═════ EXTRACT PROVIDED

If the finder of fact at trial or, in the case of a plea of guilty or nolo contendere, the court at sentencing determines beyond a reasonable doubt that the defendant intentionally selected any victim or any property as the object of the offense of conviction because of the actual or perceived race, color, religion, national origin, ethnicity, gender, gender identity, disability, or sexual orientation of any person, increase by 3 levels.[14]

         The PSR stated that if the Court determines beyond a reasonable doubt that the Defendants selected their victims because of their race, religion, or national origin, the hate crime enhancement would apply. This conclusion, however, is contrary to the guideline, which allows the Court to make this determination only in cases involving a guilty plea or a plea of no contest. But in cases where criminal defendants put the government to its burden of proof, it is the prerogative of “the finder of fact at trial” to make this finding. The Court therefore has no role in deciding whether the Government carried its burden to prove Defendants committed a hate crime. That determination is instead left to the wisdom of the jury.

         It is undisputed that when the jury convicted Defendants on Count 2, it found beyond a reasonable doubt that Defendants targeted their victims because of their race, religion, or national origin.[15] The Jury made no such specific finding with regards to Count 1. Allen and Stein argue that taking an enhancement that arises from Count 2 and applying it to an offense level calculation based on Count 1 is improper.[16] The Court disagrees. Count 1 and Count 2 are grouped together under § 3D1.2 because both counts “involve[ed] substantially the same harm.”[17] This means that both counts necessarily involved the same victims, and both counts involved the same criminal act or multiple criminal acts based on a common criminal objective.[18] Defendants' common criminal objective was to detonate multiple bombs at an apartment complex, and this plan formed the basis for Defendants' convictions under Count 1 and Count 2. In fact, it is the similarity between the two counts that allows them to be grouped together for sentencing purposes.[19]

         Because the underlying facts in these two counts are so intertwined-in particular, both counts involved targeting the same victims-when the jury found beyond a reasonable doubt that Defendants selected their victims because of their race, religion, or national origin in Count 2, that finding is sufficient to conclude that the jury also found beyond a reasonable doubt that Defendants targeted their victims based on their protected status in Count 1. Thus, the Court concludes that the PSR properly increased Defendants offense level by three levels under § 3A1.1(a), and this objection is overruled.

══════════
═════ PROVIDED RECORDS

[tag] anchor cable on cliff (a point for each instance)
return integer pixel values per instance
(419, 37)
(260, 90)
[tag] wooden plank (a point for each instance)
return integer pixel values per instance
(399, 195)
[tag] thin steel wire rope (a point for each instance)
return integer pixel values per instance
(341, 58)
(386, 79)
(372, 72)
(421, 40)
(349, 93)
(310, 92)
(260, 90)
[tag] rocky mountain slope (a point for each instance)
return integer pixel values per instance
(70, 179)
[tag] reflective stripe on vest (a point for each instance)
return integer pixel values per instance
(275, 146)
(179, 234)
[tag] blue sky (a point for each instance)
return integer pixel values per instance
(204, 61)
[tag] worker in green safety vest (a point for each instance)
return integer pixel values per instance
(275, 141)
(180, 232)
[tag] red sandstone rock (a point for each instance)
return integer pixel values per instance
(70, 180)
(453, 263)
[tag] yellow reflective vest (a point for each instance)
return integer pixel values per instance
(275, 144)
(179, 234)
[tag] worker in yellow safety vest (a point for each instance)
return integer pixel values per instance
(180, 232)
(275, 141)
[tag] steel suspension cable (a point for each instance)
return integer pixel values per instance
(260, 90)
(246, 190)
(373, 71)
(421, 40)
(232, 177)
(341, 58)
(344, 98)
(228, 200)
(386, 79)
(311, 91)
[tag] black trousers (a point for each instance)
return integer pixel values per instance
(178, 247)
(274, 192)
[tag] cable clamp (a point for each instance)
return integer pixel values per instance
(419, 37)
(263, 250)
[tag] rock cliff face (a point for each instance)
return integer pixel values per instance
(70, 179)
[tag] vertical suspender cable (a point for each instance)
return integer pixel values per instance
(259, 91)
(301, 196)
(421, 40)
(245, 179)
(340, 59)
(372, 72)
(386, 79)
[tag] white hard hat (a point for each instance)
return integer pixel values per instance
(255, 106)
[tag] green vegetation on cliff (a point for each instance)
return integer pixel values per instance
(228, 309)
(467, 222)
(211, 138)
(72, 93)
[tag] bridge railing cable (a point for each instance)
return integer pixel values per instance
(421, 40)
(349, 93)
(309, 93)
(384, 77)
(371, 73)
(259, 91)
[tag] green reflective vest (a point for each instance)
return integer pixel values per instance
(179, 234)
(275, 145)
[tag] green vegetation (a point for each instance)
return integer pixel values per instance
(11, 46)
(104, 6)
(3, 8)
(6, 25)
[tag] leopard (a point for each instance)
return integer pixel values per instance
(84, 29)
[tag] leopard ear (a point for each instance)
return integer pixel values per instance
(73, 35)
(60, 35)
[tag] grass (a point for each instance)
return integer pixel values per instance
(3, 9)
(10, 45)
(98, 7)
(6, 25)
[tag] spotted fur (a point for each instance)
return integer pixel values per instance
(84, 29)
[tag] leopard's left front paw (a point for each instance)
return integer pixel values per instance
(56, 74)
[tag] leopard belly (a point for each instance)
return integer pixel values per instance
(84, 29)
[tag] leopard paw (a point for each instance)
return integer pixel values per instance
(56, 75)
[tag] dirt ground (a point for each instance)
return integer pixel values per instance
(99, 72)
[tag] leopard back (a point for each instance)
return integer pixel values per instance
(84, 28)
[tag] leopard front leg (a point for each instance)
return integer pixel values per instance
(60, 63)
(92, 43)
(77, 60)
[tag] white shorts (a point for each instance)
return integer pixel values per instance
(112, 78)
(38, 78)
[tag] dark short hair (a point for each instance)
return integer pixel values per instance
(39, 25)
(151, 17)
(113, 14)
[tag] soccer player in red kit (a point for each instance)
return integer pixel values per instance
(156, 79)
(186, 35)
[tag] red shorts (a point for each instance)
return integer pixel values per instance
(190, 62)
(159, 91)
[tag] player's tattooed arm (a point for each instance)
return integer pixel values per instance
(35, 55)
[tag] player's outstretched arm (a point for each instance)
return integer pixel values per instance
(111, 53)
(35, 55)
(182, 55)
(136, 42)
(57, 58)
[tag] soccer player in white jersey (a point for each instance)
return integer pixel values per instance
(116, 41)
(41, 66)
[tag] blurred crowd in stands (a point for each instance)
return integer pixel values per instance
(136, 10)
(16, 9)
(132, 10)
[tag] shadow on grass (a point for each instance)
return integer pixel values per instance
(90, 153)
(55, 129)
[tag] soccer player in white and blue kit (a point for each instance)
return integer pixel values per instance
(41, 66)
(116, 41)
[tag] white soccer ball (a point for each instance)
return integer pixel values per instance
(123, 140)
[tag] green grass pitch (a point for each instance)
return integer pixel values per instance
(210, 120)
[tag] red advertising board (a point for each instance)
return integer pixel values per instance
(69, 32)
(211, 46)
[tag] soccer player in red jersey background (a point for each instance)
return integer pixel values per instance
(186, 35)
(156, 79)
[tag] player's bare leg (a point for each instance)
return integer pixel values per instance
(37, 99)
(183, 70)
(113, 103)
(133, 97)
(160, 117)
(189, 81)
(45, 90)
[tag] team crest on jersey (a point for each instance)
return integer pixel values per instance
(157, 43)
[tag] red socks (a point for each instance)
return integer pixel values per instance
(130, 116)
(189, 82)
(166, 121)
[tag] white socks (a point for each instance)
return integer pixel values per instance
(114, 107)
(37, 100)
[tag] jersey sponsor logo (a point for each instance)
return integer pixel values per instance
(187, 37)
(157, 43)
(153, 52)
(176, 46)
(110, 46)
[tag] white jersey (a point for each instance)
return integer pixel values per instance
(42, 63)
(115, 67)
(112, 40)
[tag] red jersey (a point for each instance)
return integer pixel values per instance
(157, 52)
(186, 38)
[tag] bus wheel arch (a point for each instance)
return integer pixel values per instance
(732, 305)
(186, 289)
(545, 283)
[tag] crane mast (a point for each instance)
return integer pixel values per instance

══════════

*REQUIRED WORK*.
(1) In the sentencing opinion excerpt, what was the defendants' common criminal objective?
(2) Transcribe the sentencing opinion excerpt word for word, everything from "The PSR stated" down to "of the jury.".

*ANSWERS TO THE TASKS*.
(1) To detonate multiple bombs at an apartment complex.

(2)
The PSR stated that if the Court determines beyond a reasonable doubt that the Defendants selected their victims because of their race, religion, or national origin, the hate crime enhancement would apply. This conclusion, however, is contrary to the guideline, which allows the Court to make this determination only in cases involving a guilty plea or a plea of no contest. But in cases where criminal defendants put the government to its burden of proof, it is the prerogative of “the finder of fact at trial” to make this finding. The Court therefore has no role in deciding whether the Government carried its burden to prove Defendants committed a hate crime. That determination is instead left to the wisdom of the jury.